● **Task to complete**
Reproduce all entries precisely as they are written.

● ● ●

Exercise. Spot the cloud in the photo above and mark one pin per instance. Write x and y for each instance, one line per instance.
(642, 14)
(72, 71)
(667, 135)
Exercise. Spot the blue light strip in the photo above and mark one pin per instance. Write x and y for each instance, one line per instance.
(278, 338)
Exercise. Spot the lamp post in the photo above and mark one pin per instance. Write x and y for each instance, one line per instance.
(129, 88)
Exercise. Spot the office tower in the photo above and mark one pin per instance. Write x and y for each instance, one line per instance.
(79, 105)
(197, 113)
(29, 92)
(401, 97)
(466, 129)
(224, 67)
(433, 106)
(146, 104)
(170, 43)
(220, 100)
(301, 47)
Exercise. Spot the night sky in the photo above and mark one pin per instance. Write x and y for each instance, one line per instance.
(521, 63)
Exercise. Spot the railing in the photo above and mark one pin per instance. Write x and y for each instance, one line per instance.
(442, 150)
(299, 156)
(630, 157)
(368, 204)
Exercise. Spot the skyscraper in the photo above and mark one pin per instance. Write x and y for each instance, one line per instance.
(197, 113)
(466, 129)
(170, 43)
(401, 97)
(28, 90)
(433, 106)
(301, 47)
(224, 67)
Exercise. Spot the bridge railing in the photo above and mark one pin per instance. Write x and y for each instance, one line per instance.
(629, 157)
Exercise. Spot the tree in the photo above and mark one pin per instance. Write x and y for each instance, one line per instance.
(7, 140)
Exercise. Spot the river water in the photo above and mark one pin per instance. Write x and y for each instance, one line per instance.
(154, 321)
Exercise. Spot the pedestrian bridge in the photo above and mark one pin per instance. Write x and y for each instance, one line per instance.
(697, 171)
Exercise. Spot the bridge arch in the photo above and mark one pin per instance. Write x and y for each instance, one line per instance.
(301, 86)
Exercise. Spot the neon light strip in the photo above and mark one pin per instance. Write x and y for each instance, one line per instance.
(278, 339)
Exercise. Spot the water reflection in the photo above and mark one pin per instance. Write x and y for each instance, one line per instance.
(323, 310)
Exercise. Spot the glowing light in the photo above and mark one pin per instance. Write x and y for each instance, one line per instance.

● ● ●

● **Solved problem**
Exercise. Spot the cloud in the photo above and mark one pin per instance. Write x and y for each instance, one line per instance.
(642, 14)
(72, 71)
(667, 135)
Exercise. Spot the blue light strip in the photo above and mark one pin per instance. Write x and y for each instance, one line per instance.
(278, 338)
Exercise. Spot the lamp post in the photo above and mark one pin per instance. Write x and y for each instance, one line per instance.
(129, 88)
Exercise. Spot the office tower in the photo above and mark one pin per instance. Write x and y for each instance, one line per instance.
(79, 105)
(197, 113)
(29, 92)
(401, 97)
(466, 129)
(224, 67)
(433, 106)
(146, 104)
(170, 43)
(220, 100)
(301, 47)
Exercise. Spot the night sky in the photo above and mark one pin per instance. Write x and y for each instance, one line per instance.
(521, 63)
Exercise. Spot the railing in the photo above and mark one pin per instance. Write x and y for each instance, one line per instance.
(442, 150)
(299, 156)
(630, 157)
(368, 204)
Exercise. Spot the skyscraper in the photo above and mark one pin per instance. Write x and y for each instance, one line per instance.
(197, 113)
(466, 129)
(170, 43)
(401, 97)
(28, 90)
(433, 106)
(301, 47)
(224, 67)
Exercise. Spot the bridge railing in the photo above and mark one pin per instance. Write x and y for each instance, one line per instance.
(629, 157)
Exercise. Spot the tree in the photo above and mark one pin per instance. Write x and y for each instance, one line per instance.
(7, 140)
Exercise. Spot the river water in the photo above and mark one pin per instance. Write x and y for each instance, one line per instance.
(154, 321)
Exercise. Spot the pedestrian bridge in the photo above and mark one pin per instance. Write x and y for each instance, one line per instance.
(697, 171)
Exercise. Spot the bridge arch in the photo above and mark one pin per instance. Write x and y for each instance, one line per instance.
(301, 86)
Exercise. Spot the neon light strip in the photo above and mark one pin per instance. Write x and y for each instance, one line per instance.
(278, 339)
Exercise. Spot the water reflection in the photo above and mark one pin per instance. Write x and y for each instance, one line per instance.
(323, 310)
Exercise. Spot the glowing light in the photo above and mark one pin per instance. Write x and y for each instance, one line per instance.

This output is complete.